**Exercise**
In the rows below, reproduce word for word the part that opens with the line containing "slope and give its position." and closes with the line containing "198,106 -> 379,342", with both of those lines included.

**Exercise material**
#####

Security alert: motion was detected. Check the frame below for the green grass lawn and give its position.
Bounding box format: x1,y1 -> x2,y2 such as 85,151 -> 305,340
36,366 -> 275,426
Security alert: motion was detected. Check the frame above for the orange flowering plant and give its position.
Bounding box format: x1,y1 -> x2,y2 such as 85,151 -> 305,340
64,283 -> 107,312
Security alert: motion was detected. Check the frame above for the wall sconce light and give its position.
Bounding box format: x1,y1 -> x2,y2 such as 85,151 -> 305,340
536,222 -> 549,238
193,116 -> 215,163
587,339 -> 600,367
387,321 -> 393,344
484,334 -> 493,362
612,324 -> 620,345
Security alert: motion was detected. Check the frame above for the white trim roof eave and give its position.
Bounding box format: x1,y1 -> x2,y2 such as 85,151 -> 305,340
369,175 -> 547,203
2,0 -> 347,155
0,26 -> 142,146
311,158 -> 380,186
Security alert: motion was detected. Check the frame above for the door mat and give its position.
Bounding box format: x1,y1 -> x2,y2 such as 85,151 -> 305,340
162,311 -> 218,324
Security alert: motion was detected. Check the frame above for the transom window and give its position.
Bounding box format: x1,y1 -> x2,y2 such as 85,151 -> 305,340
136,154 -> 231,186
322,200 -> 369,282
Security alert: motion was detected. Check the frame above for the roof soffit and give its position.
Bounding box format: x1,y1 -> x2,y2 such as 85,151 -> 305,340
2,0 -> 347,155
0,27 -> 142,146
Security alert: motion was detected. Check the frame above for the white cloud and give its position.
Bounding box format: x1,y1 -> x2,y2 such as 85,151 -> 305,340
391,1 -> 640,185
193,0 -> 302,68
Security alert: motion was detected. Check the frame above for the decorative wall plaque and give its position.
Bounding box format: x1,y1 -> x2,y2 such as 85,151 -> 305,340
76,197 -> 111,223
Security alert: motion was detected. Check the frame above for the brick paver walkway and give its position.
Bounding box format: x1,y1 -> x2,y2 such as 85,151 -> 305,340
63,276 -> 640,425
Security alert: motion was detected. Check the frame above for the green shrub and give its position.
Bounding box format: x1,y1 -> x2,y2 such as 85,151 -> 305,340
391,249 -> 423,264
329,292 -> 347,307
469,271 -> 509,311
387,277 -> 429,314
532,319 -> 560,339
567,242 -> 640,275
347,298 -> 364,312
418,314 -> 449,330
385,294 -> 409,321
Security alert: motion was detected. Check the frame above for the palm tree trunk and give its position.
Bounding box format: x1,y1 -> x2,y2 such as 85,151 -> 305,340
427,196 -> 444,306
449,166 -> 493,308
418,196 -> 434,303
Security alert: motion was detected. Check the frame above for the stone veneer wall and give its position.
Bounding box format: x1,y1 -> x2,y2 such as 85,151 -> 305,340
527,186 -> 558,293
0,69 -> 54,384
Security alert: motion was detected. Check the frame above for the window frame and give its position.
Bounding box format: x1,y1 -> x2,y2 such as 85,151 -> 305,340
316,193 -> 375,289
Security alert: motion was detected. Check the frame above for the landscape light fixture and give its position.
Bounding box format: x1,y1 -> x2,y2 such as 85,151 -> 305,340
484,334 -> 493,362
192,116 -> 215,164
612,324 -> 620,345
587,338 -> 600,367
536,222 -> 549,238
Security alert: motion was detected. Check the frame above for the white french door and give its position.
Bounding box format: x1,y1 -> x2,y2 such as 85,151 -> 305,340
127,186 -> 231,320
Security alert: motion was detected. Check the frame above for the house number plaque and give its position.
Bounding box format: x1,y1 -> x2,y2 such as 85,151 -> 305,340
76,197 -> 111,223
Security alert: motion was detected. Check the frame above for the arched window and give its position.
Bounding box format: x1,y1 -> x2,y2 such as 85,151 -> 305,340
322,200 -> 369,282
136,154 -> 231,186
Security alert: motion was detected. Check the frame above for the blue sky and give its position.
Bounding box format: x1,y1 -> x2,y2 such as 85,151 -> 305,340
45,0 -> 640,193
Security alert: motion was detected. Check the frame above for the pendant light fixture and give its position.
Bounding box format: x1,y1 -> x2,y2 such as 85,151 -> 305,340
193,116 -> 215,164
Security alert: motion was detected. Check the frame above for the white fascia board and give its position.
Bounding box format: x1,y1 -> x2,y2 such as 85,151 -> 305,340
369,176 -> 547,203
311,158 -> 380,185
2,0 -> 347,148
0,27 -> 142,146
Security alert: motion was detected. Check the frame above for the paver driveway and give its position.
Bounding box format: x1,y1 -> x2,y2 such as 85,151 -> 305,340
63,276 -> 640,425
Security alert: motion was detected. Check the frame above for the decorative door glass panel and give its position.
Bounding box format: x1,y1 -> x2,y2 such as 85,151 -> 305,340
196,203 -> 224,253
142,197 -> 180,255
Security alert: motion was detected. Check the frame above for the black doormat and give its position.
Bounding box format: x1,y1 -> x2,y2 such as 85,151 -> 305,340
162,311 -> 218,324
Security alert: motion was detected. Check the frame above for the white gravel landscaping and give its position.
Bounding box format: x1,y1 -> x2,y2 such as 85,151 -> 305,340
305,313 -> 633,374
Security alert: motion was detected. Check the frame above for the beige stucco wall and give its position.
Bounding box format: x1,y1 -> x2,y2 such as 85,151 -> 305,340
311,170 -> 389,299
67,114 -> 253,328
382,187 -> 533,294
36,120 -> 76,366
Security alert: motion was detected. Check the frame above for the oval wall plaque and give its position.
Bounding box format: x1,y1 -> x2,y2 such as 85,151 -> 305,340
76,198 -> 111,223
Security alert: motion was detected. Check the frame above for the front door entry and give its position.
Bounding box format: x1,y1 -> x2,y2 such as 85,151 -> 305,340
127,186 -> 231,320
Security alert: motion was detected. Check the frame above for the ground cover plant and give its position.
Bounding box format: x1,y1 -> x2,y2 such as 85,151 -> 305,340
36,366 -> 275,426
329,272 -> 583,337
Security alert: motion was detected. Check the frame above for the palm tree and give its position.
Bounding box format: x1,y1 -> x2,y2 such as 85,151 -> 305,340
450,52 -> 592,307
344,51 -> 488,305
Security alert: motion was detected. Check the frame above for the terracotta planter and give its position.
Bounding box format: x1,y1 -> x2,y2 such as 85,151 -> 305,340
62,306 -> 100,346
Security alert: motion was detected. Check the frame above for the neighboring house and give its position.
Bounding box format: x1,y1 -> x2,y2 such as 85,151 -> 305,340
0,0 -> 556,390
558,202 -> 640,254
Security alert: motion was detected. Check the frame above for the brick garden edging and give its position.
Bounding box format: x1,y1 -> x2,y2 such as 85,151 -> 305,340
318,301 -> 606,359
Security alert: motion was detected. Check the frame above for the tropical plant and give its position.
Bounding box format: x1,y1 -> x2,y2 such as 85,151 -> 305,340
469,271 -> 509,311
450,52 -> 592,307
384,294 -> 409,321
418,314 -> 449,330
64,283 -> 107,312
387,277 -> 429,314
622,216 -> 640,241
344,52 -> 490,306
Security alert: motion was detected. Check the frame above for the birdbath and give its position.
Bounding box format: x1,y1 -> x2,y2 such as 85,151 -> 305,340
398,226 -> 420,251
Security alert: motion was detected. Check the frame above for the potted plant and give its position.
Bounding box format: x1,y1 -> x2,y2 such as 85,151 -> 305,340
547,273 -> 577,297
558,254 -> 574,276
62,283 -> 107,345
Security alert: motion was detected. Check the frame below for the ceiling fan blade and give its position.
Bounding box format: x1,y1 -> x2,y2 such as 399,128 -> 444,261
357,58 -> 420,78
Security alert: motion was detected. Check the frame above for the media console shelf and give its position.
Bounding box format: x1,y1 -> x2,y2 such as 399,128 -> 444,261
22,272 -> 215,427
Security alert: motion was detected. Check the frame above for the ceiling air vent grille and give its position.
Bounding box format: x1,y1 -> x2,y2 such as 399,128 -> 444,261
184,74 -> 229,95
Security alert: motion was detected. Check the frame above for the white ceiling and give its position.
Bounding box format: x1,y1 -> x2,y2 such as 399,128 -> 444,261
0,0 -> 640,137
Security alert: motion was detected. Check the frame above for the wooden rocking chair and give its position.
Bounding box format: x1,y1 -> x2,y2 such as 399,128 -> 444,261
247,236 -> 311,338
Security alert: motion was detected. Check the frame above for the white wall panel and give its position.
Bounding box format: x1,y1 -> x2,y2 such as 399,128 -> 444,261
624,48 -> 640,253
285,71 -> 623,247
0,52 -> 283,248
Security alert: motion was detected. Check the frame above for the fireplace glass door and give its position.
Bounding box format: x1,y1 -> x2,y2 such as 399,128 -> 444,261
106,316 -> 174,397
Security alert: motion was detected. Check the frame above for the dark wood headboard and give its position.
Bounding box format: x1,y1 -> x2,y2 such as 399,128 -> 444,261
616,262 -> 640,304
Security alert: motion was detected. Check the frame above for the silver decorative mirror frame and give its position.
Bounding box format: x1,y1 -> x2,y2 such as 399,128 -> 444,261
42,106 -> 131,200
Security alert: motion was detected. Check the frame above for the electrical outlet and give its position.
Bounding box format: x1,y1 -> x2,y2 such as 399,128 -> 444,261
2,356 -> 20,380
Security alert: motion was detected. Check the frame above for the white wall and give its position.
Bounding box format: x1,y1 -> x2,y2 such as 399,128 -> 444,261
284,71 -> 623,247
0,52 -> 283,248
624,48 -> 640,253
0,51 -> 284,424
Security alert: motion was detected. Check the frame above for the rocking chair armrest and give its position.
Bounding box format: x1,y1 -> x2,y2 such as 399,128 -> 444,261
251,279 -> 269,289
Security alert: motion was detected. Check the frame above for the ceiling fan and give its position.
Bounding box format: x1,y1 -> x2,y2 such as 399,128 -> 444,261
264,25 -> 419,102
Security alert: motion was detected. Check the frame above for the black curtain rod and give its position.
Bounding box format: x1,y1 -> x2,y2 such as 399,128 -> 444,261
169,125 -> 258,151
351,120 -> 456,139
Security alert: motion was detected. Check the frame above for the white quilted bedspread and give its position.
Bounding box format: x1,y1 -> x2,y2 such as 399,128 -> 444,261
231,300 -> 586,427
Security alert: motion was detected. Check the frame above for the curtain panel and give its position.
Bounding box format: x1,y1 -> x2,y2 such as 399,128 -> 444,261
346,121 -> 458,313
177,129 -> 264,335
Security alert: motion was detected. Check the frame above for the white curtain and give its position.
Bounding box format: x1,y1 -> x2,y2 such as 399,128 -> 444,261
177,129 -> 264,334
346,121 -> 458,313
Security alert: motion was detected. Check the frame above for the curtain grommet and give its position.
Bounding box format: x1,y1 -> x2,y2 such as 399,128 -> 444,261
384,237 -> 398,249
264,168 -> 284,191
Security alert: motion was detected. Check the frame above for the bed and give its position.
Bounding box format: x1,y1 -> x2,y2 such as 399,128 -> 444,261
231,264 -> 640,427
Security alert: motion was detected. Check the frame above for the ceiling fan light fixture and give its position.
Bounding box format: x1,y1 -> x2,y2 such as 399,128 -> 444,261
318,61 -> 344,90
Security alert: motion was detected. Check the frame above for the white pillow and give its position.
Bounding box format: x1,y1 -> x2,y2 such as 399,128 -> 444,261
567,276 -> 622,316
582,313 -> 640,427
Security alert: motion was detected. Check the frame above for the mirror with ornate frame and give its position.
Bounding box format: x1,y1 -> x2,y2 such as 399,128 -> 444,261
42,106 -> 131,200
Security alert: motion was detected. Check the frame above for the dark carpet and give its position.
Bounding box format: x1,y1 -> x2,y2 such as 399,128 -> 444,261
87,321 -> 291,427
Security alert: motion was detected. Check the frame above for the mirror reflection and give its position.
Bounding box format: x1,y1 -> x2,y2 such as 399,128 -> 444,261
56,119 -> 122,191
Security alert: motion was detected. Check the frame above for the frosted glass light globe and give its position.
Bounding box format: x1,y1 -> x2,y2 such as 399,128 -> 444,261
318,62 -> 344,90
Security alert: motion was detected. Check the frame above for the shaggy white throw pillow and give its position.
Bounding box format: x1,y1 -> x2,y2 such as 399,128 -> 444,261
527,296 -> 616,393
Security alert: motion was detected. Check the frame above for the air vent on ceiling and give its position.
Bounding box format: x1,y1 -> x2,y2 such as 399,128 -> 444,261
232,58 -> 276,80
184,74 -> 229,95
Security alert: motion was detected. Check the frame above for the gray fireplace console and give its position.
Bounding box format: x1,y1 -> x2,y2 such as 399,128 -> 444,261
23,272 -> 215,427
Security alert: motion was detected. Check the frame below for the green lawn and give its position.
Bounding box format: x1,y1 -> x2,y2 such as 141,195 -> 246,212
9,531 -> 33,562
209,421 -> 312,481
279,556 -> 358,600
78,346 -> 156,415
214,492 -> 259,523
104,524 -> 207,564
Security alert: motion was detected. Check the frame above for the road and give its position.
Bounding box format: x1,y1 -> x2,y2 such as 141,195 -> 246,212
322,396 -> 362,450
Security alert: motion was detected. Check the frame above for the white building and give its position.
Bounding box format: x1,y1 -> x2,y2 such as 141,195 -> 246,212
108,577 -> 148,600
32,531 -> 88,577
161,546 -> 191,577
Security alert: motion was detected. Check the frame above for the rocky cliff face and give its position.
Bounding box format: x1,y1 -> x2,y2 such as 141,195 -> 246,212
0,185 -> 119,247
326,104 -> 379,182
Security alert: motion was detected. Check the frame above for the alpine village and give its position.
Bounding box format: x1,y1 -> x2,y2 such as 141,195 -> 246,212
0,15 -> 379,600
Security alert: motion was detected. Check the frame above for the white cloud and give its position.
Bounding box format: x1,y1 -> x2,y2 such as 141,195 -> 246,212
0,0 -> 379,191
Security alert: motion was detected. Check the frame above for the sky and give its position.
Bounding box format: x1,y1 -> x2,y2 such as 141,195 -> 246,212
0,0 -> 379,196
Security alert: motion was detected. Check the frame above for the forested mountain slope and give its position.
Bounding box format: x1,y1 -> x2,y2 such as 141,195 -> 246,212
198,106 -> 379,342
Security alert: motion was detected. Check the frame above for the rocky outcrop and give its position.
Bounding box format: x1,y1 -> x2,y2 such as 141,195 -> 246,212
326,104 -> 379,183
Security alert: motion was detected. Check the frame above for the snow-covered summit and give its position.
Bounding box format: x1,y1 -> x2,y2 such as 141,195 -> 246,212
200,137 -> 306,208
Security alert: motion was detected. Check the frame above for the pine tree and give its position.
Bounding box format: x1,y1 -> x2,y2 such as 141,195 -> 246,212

#####

**Correct answer**
Security alert: motion was detected. Check the frame above for the forested mountain slope and give its position.
Bounding box format: x1,y1 -> x2,y2 such as 141,195 -> 246,212
198,106 -> 379,342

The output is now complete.